Task description:
Below are some records; output exactly the lines from the line with "in white shirt" to the line with "The locator SHOULD return, for each instance of the large", both ends kept, and nothing more.

Point-per-instance localization data:
+ + +
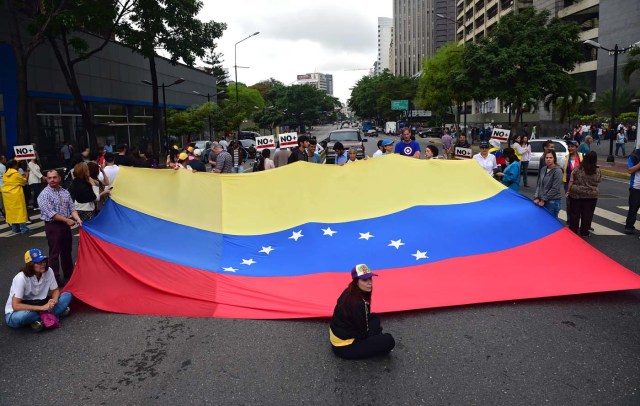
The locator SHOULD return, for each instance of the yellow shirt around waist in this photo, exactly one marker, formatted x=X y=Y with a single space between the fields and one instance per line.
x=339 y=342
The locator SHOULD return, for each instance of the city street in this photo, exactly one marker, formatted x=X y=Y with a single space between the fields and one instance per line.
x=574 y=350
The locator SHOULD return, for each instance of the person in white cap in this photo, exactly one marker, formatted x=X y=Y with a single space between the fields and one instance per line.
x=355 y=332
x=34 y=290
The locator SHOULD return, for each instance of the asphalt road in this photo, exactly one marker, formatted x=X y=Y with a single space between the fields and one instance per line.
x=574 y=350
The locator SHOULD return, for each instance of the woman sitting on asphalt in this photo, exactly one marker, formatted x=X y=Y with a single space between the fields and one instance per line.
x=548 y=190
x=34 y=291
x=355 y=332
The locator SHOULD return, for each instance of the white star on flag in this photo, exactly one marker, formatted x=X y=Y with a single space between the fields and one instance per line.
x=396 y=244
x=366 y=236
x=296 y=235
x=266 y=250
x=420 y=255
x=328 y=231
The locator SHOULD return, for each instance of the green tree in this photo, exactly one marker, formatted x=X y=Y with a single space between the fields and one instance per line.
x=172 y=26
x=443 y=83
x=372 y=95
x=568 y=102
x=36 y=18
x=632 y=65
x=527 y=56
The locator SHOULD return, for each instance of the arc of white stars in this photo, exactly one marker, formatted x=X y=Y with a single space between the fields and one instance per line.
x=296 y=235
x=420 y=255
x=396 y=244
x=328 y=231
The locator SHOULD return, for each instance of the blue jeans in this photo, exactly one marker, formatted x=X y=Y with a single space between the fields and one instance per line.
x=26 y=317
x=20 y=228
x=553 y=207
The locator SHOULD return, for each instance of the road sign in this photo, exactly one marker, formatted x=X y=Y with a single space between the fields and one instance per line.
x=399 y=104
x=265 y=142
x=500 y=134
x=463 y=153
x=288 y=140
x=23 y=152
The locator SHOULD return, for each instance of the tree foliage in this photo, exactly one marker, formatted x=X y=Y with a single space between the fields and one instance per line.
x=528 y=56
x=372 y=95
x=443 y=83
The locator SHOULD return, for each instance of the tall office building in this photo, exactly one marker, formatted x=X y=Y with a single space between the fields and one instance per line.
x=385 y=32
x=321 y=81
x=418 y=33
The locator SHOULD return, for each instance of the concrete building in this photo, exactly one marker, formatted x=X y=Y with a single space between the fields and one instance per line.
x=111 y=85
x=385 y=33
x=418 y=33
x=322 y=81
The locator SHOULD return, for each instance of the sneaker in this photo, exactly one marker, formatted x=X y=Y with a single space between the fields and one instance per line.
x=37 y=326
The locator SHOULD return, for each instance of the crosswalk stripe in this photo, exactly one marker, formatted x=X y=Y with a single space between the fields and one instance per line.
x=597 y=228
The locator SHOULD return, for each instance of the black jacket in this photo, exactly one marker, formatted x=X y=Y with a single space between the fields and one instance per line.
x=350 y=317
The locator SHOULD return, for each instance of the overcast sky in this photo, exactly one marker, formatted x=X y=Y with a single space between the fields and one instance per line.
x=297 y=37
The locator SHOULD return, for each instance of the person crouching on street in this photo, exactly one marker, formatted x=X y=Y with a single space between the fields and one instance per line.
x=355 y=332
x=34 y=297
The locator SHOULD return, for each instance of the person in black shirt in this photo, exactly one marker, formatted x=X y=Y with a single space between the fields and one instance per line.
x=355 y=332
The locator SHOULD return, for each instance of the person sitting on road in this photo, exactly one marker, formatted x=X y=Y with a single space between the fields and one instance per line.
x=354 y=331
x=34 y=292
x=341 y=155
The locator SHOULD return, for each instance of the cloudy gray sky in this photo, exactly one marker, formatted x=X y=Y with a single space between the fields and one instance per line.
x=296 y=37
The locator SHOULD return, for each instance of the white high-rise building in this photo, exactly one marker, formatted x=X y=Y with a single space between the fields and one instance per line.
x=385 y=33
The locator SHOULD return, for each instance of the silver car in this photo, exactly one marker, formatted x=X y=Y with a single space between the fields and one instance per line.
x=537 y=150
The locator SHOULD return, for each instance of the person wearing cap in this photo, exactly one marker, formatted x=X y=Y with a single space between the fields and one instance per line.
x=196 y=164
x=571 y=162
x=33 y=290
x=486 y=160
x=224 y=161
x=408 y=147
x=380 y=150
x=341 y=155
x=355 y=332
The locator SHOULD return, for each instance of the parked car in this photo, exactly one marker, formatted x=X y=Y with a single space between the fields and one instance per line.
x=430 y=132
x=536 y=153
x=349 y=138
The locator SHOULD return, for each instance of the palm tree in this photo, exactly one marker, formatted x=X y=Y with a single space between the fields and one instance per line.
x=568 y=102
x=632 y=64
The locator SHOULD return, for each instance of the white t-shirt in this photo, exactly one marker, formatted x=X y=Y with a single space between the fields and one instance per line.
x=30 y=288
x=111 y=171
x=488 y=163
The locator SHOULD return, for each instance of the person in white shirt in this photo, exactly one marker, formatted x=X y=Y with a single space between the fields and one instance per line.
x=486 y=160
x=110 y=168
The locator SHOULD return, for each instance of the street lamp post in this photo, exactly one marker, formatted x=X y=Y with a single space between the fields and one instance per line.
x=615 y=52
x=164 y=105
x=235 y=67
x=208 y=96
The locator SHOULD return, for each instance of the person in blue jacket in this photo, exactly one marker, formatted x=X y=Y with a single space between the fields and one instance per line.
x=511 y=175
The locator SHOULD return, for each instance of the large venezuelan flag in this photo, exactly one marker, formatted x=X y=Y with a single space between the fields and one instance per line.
+ + +
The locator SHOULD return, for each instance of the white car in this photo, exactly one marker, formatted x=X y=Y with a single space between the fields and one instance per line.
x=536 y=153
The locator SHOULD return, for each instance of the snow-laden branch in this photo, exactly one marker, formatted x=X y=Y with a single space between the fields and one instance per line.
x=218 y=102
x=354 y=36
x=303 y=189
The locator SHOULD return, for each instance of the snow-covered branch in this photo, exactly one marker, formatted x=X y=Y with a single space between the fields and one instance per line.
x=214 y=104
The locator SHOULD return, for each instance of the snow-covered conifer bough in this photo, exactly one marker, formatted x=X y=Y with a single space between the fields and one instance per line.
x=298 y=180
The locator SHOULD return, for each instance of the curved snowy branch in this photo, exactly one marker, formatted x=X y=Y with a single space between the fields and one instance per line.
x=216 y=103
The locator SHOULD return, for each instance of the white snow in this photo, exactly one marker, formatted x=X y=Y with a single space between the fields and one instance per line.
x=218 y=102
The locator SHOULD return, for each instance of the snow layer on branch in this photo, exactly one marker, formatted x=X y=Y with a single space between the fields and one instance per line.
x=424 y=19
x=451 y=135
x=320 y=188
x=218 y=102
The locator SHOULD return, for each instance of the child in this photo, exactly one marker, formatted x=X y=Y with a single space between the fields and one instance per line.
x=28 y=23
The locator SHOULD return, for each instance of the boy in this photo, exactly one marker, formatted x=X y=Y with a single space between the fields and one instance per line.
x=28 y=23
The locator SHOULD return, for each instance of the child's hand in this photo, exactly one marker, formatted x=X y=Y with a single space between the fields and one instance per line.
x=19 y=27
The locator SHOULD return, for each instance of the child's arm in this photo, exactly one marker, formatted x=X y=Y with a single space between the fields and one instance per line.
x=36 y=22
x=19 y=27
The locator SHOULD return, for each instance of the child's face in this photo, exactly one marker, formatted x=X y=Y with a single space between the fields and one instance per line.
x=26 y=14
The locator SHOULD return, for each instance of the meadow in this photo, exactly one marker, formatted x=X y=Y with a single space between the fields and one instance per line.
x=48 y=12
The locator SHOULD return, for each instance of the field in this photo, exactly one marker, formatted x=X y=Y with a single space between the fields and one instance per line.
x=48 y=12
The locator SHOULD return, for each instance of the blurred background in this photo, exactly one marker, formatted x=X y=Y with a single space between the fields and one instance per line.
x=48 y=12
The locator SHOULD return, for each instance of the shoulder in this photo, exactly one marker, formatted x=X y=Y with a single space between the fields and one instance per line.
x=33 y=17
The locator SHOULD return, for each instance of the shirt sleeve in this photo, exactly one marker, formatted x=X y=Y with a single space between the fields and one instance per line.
+ + +
Task response:
The locator SHOULD return, for each instance of the person in white shirt in this photo, exactly one marker, formatted x=X y=Y with a single space between the fields and one instance per line.
x=486 y=160
x=110 y=168
The locator SHOULD return, for each instance of the street lamp post in this photo, exactly one marker, formatted x=X y=Y with a single space between the fields and one instance per line.
x=615 y=52
x=164 y=105
x=235 y=67
x=208 y=96
The locator SHOULD return, for each instance of the person in blue jacket in this photo, exactly one marker, formatted x=X y=Y with a single space between the fields and one instance per line.
x=511 y=175
The locator SHOULD return, for each instance of the large venezuelan flag in this photo, exactly one marker, formatted x=X y=Y with a single space between the fields and one instance per line.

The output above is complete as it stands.